**Reading passage**
<<<<
What is Taste and See? Well for some it might sound like a request for a blind sampling of sorts, with the results not validated or promised. For those well versed in their theological experiences, Taste and See is a processional hymn written based on the experiences of David in Psalm 34. It invokes a sense of thankfulness for the blessings that He has given unto such undeserving creatures such as us. Yet still, others might not even care. I have come to realize in my time that people tend to allow themselves a certain unsubstantiated amount of free reign over the interpretation of things they don’t understand, mainly because they either lack the background and exposure or the interest to research the meaning of the incoherent situation facing them, thus presenting the need for explanations.
>>>>
**Material provided**
<<<<
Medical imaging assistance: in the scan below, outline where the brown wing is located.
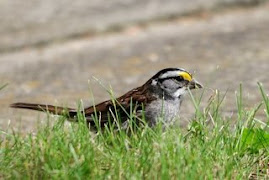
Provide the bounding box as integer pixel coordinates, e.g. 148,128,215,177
84,86,155,127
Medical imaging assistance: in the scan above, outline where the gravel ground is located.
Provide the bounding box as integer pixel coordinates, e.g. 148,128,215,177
0,3,269,132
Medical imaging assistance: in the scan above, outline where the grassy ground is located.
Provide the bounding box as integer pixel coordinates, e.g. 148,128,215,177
0,83,269,179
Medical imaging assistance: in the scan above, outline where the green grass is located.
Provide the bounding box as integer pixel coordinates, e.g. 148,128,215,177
0,84,269,179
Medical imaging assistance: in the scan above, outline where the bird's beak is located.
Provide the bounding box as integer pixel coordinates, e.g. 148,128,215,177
188,79,203,89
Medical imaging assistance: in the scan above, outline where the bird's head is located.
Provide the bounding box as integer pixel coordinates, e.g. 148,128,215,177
149,68,203,98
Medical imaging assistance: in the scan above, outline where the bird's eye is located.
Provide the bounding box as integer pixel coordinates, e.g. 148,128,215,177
175,76,184,81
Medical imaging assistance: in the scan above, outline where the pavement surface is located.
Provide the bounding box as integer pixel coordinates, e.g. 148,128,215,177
0,3,269,132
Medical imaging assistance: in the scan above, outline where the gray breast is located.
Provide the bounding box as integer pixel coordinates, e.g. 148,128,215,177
145,98,182,126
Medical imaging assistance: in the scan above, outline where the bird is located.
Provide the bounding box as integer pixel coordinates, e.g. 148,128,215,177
10,68,203,129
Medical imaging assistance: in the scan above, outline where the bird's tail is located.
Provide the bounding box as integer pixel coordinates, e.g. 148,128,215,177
10,103,77,118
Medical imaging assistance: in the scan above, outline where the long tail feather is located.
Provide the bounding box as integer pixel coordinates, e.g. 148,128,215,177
10,103,77,118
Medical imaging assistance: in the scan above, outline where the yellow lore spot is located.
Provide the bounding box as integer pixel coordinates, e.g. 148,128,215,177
179,72,192,81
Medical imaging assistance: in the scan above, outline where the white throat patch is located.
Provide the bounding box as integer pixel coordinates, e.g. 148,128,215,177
173,87,187,98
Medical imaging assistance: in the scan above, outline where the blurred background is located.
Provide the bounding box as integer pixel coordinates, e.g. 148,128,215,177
0,0,269,132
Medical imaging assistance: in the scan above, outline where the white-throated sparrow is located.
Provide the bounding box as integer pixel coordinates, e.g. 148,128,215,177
10,68,202,127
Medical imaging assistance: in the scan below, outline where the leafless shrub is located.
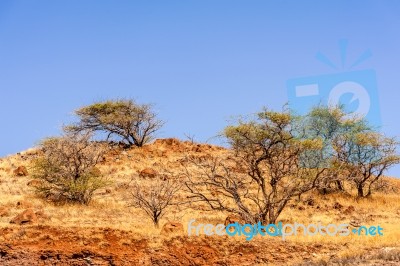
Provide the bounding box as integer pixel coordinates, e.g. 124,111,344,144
131,178,181,227
32,133,107,204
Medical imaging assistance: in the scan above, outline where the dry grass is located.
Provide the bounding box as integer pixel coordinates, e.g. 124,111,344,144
0,139,400,265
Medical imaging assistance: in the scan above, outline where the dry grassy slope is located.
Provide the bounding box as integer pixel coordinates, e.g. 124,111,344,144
0,139,400,265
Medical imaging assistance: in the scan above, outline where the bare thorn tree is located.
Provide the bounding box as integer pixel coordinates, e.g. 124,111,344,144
186,108,326,223
32,132,108,204
131,179,181,227
334,131,400,198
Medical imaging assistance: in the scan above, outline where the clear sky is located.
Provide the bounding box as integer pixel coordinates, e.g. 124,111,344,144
0,0,400,176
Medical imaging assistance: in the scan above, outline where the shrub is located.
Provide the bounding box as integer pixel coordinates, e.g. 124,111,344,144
32,133,107,205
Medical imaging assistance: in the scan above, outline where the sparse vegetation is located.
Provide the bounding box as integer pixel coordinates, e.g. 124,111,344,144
132,178,181,227
0,102,400,265
65,99,163,147
186,108,326,224
32,133,107,205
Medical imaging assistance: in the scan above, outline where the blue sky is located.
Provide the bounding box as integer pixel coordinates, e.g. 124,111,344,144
0,0,400,176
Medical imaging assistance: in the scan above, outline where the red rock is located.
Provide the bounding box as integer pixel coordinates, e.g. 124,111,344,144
161,222,184,235
10,209,37,225
139,168,158,178
14,166,28,176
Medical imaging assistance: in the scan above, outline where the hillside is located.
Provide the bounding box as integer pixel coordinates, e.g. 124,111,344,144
0,139,400,265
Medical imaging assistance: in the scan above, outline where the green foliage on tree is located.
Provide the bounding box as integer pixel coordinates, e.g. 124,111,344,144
65,99,163,147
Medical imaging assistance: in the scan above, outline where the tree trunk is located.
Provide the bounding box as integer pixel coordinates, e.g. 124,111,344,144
336,181,344,191
357,184,364,198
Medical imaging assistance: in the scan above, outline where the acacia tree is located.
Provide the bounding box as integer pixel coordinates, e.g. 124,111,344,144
131,178,181,227
66,99,163,147
32,132,107,204
301,105,370,194
334,131,400,198
185,111,325,223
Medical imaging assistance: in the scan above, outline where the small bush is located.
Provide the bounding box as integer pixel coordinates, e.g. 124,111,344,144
32,133,107,205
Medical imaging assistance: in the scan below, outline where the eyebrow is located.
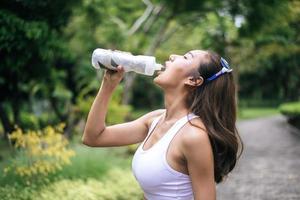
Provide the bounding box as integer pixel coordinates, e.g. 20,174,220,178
187,51,194,58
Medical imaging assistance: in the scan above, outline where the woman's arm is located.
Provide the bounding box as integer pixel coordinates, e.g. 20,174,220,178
82,67,163,147
182,121,216,200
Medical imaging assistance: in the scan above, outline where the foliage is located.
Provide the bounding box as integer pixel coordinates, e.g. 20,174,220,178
0,168,142,200
0,0,78,134
238,107,279,119
4,124,75,180
279,101,300,129
234,1,300,102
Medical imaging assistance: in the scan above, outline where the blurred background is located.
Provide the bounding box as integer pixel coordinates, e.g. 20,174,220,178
0,0,300,200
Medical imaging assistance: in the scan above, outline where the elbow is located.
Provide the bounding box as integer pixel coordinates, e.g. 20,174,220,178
81,132,95,147
81,129,104,147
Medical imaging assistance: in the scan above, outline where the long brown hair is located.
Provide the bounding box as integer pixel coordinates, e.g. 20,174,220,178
186,51,243,183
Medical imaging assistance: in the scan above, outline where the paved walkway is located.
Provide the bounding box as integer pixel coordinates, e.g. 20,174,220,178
217,115,300,200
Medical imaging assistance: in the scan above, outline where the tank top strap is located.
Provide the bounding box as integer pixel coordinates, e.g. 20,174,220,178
162,113,199,150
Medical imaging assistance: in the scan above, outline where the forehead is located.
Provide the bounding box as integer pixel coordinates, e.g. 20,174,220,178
187,50,207,57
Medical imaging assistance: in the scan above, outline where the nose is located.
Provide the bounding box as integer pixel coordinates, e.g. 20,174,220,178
169,54,177,62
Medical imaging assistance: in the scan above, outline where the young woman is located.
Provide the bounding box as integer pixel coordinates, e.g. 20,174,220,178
82,50,242,200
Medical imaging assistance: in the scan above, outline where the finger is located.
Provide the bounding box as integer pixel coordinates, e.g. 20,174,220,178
117,65,124,72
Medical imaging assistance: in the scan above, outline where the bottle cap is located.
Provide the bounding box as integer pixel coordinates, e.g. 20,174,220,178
155,64,164,70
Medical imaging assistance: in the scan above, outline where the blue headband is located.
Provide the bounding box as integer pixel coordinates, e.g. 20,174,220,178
206,57,232,81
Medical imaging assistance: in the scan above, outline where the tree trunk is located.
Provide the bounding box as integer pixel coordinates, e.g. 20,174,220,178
0,104,13,139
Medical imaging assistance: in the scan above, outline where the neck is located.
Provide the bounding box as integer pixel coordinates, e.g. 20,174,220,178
164,91,189,123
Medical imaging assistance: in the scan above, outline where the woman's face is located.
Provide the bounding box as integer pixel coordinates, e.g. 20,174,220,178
154,50,207,88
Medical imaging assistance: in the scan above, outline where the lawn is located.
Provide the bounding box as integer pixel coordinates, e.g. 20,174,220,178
0,141,142,200
238,107,279,120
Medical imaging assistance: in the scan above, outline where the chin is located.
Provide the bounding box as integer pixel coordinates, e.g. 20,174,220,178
153,76,163,88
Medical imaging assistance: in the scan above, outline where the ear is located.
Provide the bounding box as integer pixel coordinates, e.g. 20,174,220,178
184,76,203,87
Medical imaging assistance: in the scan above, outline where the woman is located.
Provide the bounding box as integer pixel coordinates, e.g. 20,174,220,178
83,50,242,200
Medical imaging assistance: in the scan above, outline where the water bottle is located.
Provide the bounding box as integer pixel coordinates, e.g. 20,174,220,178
92,48,164,76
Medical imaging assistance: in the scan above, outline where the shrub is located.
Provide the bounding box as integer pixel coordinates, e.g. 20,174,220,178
279,101,300,129
4,124,75,182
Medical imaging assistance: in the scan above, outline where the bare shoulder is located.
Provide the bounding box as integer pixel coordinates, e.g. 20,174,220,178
181,118,211,154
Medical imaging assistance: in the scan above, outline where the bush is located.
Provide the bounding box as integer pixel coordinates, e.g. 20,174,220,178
279,101,300,129
4,124,75,182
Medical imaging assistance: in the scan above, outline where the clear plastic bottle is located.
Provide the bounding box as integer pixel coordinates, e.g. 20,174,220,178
92,48,164,76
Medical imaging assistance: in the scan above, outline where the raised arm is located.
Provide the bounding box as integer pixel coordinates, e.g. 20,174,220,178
82,66,164,147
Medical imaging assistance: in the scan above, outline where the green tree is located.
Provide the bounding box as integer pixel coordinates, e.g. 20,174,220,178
0,0,78,138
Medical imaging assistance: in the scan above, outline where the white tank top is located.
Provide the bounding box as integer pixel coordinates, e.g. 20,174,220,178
132,113,198,200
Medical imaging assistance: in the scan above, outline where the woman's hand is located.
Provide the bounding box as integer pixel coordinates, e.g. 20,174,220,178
103,65,124,89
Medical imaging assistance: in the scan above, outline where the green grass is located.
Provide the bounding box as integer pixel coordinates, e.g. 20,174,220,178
0,141,131,185
0,141,142,200
131,107,280,119
238,107,280,119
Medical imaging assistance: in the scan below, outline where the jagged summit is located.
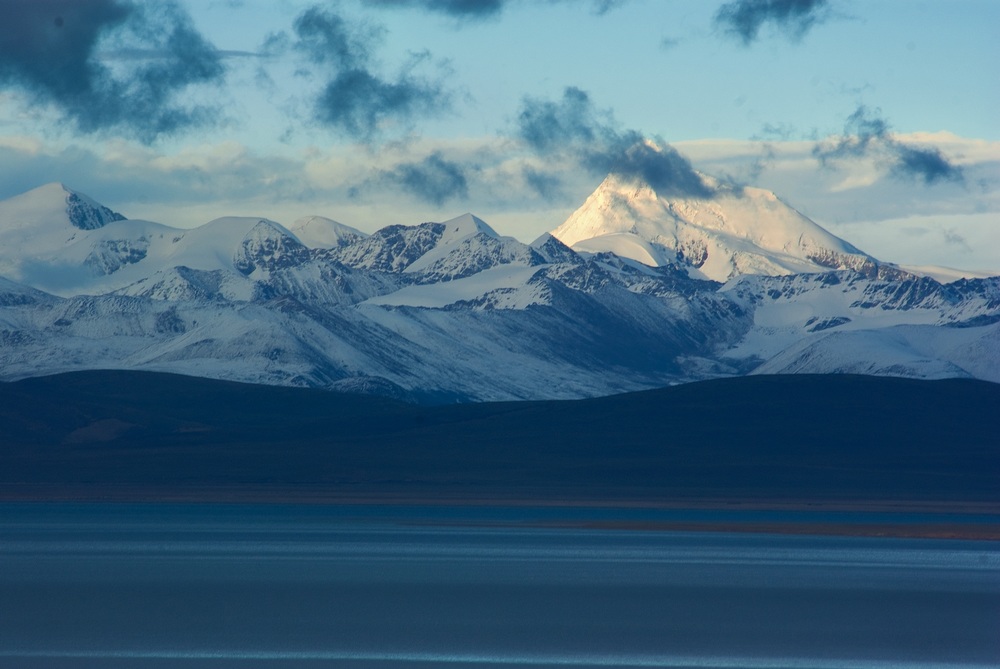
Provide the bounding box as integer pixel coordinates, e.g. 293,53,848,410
552,174,877,281
0,180,1000,401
>>>>
**What you will do**
**A)** Quote from the Taste and See passage, beginning at the words "What is Taste" and stopping after "need for explanations.".
**B)** According to the Taste and See passage, which psalm is the hymn based on?
You won't need the entries.

**Answers to the problems**
**A)**
What is Taste and See? Well for some it might sound like a request for a blind sampling of sorts, with the results not validated or promised. For those well versed in their theological experiences, Taste and See is a processional hymn written based on the experiences of David in Psalm 34. It invokes a sense of thankfulness for the blessings that He has given unto such undeserving creatures such as us. Yet still, others might not even care. I have come to realize in my time that people tend to allow themselves a certain unsubstantiated amount of free reign over the interpretation of things they don’t understand, mainly because they either lack the background and exposure or the interest to research the meaning of the incoherent situation facing them, thus presenting the need for explanations.

**B)** Psalm 34